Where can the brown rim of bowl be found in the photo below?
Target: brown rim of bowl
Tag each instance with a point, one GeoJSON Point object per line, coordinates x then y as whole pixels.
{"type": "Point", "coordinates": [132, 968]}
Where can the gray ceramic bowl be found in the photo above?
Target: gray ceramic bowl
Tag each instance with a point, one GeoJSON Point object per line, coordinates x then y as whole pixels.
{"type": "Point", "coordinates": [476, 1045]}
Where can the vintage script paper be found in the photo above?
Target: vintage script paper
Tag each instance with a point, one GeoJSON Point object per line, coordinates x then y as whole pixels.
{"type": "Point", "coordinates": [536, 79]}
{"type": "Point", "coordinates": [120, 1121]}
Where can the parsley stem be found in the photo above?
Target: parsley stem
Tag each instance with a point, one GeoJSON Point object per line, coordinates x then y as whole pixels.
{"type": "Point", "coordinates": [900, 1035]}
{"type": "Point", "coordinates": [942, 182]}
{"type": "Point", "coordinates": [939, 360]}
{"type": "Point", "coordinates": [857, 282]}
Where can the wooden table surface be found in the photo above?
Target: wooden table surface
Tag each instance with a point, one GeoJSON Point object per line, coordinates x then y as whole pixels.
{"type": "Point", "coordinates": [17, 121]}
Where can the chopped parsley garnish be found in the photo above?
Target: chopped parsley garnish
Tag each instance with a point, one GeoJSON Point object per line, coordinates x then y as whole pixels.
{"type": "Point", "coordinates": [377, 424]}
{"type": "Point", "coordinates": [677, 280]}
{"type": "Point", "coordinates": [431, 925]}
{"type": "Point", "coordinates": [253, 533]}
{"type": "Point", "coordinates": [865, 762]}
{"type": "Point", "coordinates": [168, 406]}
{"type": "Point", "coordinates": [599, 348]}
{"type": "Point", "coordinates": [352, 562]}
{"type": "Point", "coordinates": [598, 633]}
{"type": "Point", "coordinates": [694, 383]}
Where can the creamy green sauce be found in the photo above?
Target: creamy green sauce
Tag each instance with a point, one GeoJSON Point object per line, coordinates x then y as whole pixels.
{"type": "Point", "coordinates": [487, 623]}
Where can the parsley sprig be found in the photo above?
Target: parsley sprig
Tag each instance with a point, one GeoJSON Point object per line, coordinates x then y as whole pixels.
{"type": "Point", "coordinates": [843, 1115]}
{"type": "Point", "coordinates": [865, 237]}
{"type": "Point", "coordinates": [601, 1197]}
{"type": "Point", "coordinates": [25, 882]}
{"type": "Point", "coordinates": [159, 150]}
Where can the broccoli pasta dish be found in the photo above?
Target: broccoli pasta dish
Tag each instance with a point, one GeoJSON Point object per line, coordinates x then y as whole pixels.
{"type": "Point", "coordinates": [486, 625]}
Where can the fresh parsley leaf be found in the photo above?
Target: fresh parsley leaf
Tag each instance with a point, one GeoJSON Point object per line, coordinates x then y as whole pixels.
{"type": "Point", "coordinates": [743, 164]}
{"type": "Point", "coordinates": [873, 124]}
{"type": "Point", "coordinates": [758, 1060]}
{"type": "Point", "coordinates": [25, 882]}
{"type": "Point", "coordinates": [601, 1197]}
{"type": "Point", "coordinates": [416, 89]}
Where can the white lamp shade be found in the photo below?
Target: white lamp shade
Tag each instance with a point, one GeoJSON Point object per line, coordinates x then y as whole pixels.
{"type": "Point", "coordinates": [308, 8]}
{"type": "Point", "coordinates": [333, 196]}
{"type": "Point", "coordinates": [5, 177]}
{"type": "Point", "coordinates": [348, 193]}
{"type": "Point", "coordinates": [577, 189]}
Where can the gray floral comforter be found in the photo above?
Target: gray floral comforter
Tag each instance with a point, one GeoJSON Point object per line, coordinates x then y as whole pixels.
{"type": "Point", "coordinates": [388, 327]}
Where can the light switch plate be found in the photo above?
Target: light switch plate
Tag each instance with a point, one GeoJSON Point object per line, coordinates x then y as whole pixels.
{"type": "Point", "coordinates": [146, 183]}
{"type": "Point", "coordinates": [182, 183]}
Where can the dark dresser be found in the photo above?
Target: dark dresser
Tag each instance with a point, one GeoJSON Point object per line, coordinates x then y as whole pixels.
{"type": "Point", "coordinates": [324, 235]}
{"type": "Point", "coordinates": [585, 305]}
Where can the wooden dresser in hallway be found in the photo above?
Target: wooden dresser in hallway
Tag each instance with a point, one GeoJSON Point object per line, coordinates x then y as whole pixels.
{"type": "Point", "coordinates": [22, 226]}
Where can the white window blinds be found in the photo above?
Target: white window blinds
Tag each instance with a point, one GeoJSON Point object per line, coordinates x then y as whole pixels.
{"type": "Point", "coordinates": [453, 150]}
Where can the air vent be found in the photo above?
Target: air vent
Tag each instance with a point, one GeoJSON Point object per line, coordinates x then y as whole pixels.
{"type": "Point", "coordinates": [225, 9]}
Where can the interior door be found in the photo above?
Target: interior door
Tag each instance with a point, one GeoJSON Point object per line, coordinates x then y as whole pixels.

_ _ _ _

Your objective ->
Word for word, extract all the records.

Solved exercise ->
Where can the brown rim of bowl be found in the photo below?
Target: brown rim of bowl
Tag each instance with a point, one GeoJSON Point object per line, coordinates x then y as whole pixels.
{"type": "Point", "coordinates": [132, 968]}
Where can the gray ceramic bowl be found in the photo above?
Target: gray ceramic bowl
Tag each instance with a point, one GeoJSON Point object per line, coordinates x then y as whole pixels.
{"type": "Point", "coordinates": [476, 1045]}
Where can the vintage script paper be found in the photo above?
Target: vintage script paper
Tag each instance with a point, one GeoJSON Point object per line, coordinates x then y as whole pixels.
{"type": "Point", "coordinates": [536, 79]}
{"type": "Point", "coordinates": [120, 1121]}
Where can the parsley stem be found in the photo above?
Target: parsley stem
Tag each instance with a point, one GeoJSON Point object per line, coordinates x then y as whole pixels.
{"type": "Point", "coordinates": [900, 1035]}
{"type": "Point", "coordinates": [942, 182]}
{"type": "Point", "coordinates": [939, 360]}
{"type": "Point", "coordinates": [857, 282]}
Where can the wooden table surface be found in the photo above?
Target: wooden table surface
Tag each instance with a point, one GeoJSON Point object per line, coordinates x then y as whole pixels.
{"type": "Point", "coordinates": [17, 121]}
Where can the chopped parsley garnish be found in the photo above?
Target: chopped parsley garnish
Tag each instance with a point, one GeoJSON Point object per line, coordinates x then y as whole pixels.
{"type": "Point", "coordinates": [377, 424]}
{"type": "Point", "coordinates": [677, 280]}
{"type": "Point", "coordinates": [431, 925]}
{"type": "Point", "coordinates": [253, 533]}
{"type": "Point", "coordinates": [865, 762]}
{"type": "Point", "coordinates": [168, 406]}
{"type": "Point", "coordinates": [599, 348]}
{"type": "Point", "coordinates": [352, 562]}
{"type": "Point", "coordinates": [598, 633]}
{"type": "Point", "coordinates": [694, 383]}
Where can the creamy green sauce be found in the photo above?
Target: creamy green sauce
Tag each instance with a point, one GeoJSON Point object per line, coordinates x then y as whole pixels.
{"type": "Point", "coordinates": [487, 623]}
Where can the parsley sprig be found in the photo above?
Target: parsley sprig
Tag each instance with a point, one GeoJSON Point object per line, coordinates x then y as whole pixels.
{"type": "Point", "coordinates": [843, 1115]}
{"type": "Point", "coordinates": [865, 237]}
{"type": "Point", "coordinates": [601, 1197]}
{"type": "Point", "coordinates": [25, 882]}
{"type": "Point", "coordinates": [159, 150]}
Where can the broccoli pasta dish be found in the photo above?
Target: broccoli pasta dish
Tag each instance with a point, one GeoJSON Point object per line, coordinates x then y as whole pixels.
{"type": "Point", "coordinates": [486, 625]}
Where can the fresh parsley leaf be found in the photo above?
Target: fresh parsley leaf
Tag each instance with a point, one GeoJSON Point object per line, coordinates x then y as whole pixels.
{"type": "Point", "coordinates": [743, 164]}
{"type": "Point", "coordinates": [873, 124]}
{"type": "Point", "coordinates": [758, 1060]}
{"type": "Point", "coordinates": [25, 882]}
{"type": "Point", "coordinates": [601, 1197]}
{"type": "Point", "coordinates": [416, 89]}
Where can the white lamp shade be found in the photo below?
Target: white lamp shade
Tag each instance with a point, one GeoJSON Point object per line, coordinates x then y as whole pixels.
{"type": "Point", "coordinates": [308, 8]}
{"type": "Point", "coordinates": [333, 196]}
{"type": "Point", "coordinates": [5, 177]}
{"type": "Point", "coordinates": [348, 193]}
{"type": "Point", "coordinates": [577, 189]}
Where can the gray floral comforter be found in the photo above?
Target: gray floral comforter
Tag each instance with a point, one GeoJSON Point object per line, coordinates x then y as whole pixels.
{"type": "Point", "coordinates": [388, 327]}
Where can the light switch plate be found in the photo above?
Target: light switch plate
Tag each instance with a point, one GeoJSON Point object per line, coordinates x then y as whole pixels.
{"type": "Point", "coordinates": [146, 183]}
{"type": "Point", "coordinates": [182, 183]}
Where can the dark dresser be found in the photo above?
Target: dark dresser
Tag each instance with a point, one GeoJSON Point object per line, coordinates x then y as whole pixels.
{"type": "Point", "coordinates": [324, 235]}
{"type": "Point", "coordinates": [585, 305]}
Where can the wooden dresser in hallway be found in the photo above?
Target: wooden dresser in hallway
Tag each instance with a point, one GeoJSON Point object per line, coordinates x then y as whole pixels.
{"type": "Point", "coordinates": [22, 226]}
Where can the white window blinds be found in the photo above?
Target: white window blinds
Tag each instance with a point, one GeoJSON Point object per line, coordinates x then y as whole pixels.
{"type": "Point", "coordinates": [453, 150]}
Where can the air vent be found in the photo above?
Target: air vent
Tag each instance with a point, one GeoJSON Point object per line, coordinates x then y as whole pixels.
{"type": "Point", "coordinates": [225, 9]}
Where can the interior door be found in the photo above?
Target: interior door
Tag each instance with a point, one GeoJSON Point object per line, coordinates x then y as whole pixels.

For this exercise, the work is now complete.